> WORK REQUIRED:
Once you have read the listing, write it all out exactly.
Start of DATA PROVIDED
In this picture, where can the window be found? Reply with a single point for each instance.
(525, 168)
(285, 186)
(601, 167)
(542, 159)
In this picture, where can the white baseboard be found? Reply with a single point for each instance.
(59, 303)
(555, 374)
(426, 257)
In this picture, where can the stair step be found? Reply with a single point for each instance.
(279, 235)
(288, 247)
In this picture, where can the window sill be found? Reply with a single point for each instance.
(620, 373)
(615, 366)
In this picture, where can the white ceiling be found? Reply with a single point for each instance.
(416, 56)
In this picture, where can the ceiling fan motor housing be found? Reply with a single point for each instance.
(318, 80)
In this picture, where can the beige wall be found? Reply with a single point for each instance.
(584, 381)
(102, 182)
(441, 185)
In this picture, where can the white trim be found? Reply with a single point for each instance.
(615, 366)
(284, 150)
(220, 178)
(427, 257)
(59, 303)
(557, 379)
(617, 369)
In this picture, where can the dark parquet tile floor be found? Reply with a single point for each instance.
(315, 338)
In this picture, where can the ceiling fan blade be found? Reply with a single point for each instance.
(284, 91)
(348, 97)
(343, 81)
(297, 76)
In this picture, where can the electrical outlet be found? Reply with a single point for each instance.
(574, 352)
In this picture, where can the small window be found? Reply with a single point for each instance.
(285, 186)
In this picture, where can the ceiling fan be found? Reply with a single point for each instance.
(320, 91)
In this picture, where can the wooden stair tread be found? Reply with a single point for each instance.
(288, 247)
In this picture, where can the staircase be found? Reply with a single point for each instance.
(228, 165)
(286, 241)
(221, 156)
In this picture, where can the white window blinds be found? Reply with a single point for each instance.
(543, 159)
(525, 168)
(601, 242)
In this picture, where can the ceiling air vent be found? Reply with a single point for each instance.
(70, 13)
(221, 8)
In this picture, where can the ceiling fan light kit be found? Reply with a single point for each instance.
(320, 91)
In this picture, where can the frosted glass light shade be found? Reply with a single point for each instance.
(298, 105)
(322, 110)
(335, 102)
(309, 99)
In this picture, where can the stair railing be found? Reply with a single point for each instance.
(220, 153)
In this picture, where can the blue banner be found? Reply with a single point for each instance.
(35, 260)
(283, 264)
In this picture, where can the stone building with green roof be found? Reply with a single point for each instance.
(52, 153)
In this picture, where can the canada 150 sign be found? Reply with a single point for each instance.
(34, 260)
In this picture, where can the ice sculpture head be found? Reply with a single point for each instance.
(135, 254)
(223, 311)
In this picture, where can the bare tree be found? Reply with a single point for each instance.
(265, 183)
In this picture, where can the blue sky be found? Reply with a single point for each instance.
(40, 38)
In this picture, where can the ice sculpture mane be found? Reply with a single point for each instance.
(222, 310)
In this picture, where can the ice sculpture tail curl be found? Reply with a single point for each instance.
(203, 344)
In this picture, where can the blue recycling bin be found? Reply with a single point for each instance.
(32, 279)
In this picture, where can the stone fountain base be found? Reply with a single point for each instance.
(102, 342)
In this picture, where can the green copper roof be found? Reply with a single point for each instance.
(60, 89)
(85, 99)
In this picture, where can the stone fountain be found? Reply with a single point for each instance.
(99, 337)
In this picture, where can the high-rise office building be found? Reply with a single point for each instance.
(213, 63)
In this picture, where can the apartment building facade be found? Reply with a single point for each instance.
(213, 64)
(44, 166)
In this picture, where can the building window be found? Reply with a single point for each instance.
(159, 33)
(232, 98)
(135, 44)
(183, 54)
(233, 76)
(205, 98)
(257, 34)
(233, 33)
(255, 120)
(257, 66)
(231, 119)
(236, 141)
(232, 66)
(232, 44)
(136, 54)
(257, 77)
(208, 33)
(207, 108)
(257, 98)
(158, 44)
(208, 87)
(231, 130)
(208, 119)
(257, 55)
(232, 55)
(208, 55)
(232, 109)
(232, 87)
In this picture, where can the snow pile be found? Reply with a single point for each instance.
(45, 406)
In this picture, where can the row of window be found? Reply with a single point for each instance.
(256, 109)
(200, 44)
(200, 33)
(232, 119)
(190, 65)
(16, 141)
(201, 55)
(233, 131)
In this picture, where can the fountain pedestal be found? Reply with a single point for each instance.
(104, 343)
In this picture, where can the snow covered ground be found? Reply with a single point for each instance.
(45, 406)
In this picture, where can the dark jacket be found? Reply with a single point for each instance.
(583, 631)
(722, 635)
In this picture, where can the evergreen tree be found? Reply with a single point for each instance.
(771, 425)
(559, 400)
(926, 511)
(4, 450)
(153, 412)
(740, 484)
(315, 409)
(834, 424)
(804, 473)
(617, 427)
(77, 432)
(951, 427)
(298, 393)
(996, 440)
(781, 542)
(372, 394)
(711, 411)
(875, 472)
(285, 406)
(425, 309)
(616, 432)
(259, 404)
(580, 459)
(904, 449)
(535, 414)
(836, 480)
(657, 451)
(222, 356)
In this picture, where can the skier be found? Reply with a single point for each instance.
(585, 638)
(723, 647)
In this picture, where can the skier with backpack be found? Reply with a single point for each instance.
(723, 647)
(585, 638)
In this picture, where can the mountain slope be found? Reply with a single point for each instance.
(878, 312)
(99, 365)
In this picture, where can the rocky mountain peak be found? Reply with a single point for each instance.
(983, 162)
End of DATA PROVIDED
> THE ANSWER:
In this picture, where can the window be found? Reply with a single point for each instance.
(525, 168)
(285, 186)
(601, 167)
(542, 159)
In this picture, where can the white baseboard be found? Reply with a single point for each instance.
(59, 303)
(555, 374)
(426, 257)
In this picture, where can the stair step be found? Reply with a single point for each instance.
(279, 235)
(288, 247)
In this picture, where can the window sill be found? Reply with a single point for each instance.
(620, 373)
(615, 366)
In this picture, where can the white ceiling be found? Reply with a single point for each instance.
(416, 56)
In this picture, where can the ceiling fan motor housing be found? Reply with a single point for each instance.
(318, 80)
In this picture, where can the beige wall be found? Reply with a single point for each instance.
(584, 381)
(102, 182)
(441, 185)
In this picture, where can the white trim be found? Reply with a single point for each instance.
(615, 366)
(284, 150)
(220, 178)
(427, 257)
(59, 303)
(557, 379)
(617, 369)
In this picture, where can the dark parquet tile floor be found? Reply with a single point for each instance.
(315, 338)
In this picture, where can the ceiling fan blade be found? Reply with a single point for each instance.
(284, 91)
(348, 97)
(343, 81)
(297, 76)
In this picture, where can the electrical outlet be found? Reply with a single point for each instance.
(574, 352)
In this picture, where can the small window be found? Reply with a single point for each instance.
(285, 186)
In this picture, where can the ceiling fan be found? Reply with a single point for each instance.
(320, 91)
In this picture, where can the wooden stair tread be found? Reply with a single point for each instance.
(288, 247)
In this picture, where can the staircase be found? Reply with a single point for each instance.
(228, 165)
(286, 241)
(221, 156)
In this picture, where can the white window blinds be found? Reply with a single point for each instance.
(543, 159)
(525, 168)
(601, 242)
In this picture, where can the ceiling air vent be found? Reply with a single point for each instance.
(70, 13)
(221, 8)
In this picture, where can the ceiling fan light kit be found? Reply with a single point for each instance.
(320, 91)
In this picture, where can the frosted glass light shade be found? Reply with a single point for each instance.
(298, 105)
(322, 110)
(335, 102)
(309, 99)
In this picture, where can the stair railing be found? Reply with a single point for each instance.
(220, 153)
In this picture, where can the blue banner be found? Reply with a single point for each instance.
(35, 260)
(283, 264)
In this picture, where can the stone building with green roof be found? Reply with a single point for each instance.
(52, 153)
In this picture, where can the canada 150 sign be found? Reply with a single point for each instance.
(34, 260)
In this picture, where can the ice sculpture head be found? Reply with a single point for each instance.
(135, 254)
(223, 311)
In this picture, where can the bare tree be found? Reply with a single point for each instance.
(265, 183)
In this picture, where can the blue sky be found? Reply with a single point for each instance.
(40, 38)
In this picture, where can the ice sculpture mane be found? Reply with a single point for each instance.
(222, 310)
In this picture, where can the ice sculpture tail curl be found? Reply with a single point for each instance.
(203, 344)
In this picture, where can the blue recycling bin be found? Reply with a single point for each instance.
(32, 279)
In this picture, where can the stone fountain base be found? Reply with a single point for each instance.
(102, 342)
In this picture, where can the green copper roof be found? Reply with a single point for each instance.
(60, 89)
(85, 99)
In this picture, where can the stone fountain be found? Reply with a single point for each instance.
(99, 337)
In this picture, where can the high-rise office building be found? Reply with a single point for each instance.
(213, 63)
In this picture, where can the apartment building facade be found? Reply with a single point for each instance.
(213, 64)
(44, 166)
In this picture, where can the building window be found? Reply with a single point for each instance.
(159, 33)
(232, 98)
(135, 44)
(183, 54)
(233, 76)
(205, 98)
(257, 34)
(233, 33)
(255, 120)
(257, 66)
(231, 119)
(236, 141)
(232, 66)
(232, 44)
(136, 54)
(257, 77)
(208, 33)
(207, 108)
(257, 98)
(158, 44)
(208, 87)
(231, 130)
(208, 119)
(257, 55)
(232, 55)
(208, 55)
(232, 109)
(232, 87)
In this picture, where can the snow pile be found? Reply with a single point for each instance.
(45, 406)
In this picture, where can the row of window be found? Reply with a single point for each instance.
(256, 109)
(200, 44)
(200, 33)
(232, 119)
(190, 65)
(16, 141)
(201, 55)
(233, 131)
In this picture, where can the fountain pedestal be found? Reply with a single point for each instance.
(104, 343)
In this picture, where can the snow covered ground be found? Reply with a single point for each instance.
(45, 406)
In this picture, where can the dark jacket be found? Reply with a single point for each instance.
(583, 631)
(722, 635)
In this picture, where can the evergreen tree be found? Reply with a single point for each instance.
(771, 425)
(559, 400)
(926, 511)
(4, 450)
(153, 412)
(740, 484)
(315, 409)
(834, 424)
(804, 473)
(617, 427)
(77, 432)
(951, 427)
(298, 393)
(996, 440)
(781, 542)
(372, 394)
(711, 411)
(875, 472)
(285, 406)
(425, 309)
(616, 432)
(259, 404)
(580, 459)
(904, 449)
(535, 414)
(836, 480)
(657, 451)
(222, 356)
In this picture, where can the skier be found? Reply with a single point for each instance.
(585, 638)
(723, 647)
In this picture, where can the skier with backpack be found? Reply with a single point for each instance.
(723, 647)
(585, 638)
In this picture, where can the mountain slope be found? Reply with a single point for each instance.
(878, 312)
(99, 365)
In this picture, where can the rocky mountain peak be found? Reply with a single point for each instance.
(983, 162)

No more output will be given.